- [Task to complete]
Your answer should consist only of the records, copied exactly, with the images removed.

[Input records — start]

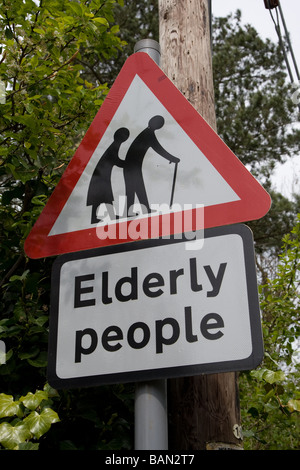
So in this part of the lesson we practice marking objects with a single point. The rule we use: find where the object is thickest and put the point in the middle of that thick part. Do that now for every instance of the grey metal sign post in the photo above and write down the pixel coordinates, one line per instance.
(151, 421)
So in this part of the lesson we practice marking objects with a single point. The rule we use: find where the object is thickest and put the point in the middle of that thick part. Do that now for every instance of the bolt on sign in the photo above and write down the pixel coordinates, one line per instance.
(155, 309)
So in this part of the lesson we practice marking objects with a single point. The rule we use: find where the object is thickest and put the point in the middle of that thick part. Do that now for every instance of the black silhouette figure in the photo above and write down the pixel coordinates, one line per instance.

[Input records — finish]

- [Answer box]
So in this part of the lesson we practice marking objects with a single point. The rule we use: find where the object is thickest and put the point in the middle of that thick part. Do that now for every instance of the grey metal sign post in the photo above and write down the pixel coordinates, one line per instance.
(151, 421)
So in this part of the lesson we practice marking objects with a single point. The rule we use: find where the object is thickest and put the point in the middle of that thick part. Do that now for every instance of the bolt on sign in the photo above and write down the pixel coordinates, one line per instance.
(155, 309)
So in this part of the lesson we practice marking objects with a single point. The rule we use: find where the object is thickest and put the point in the middle of that thick part. Do that now for every instance of the black silhouette figure in the photo above and write down the pixel coordinates, one line per instance.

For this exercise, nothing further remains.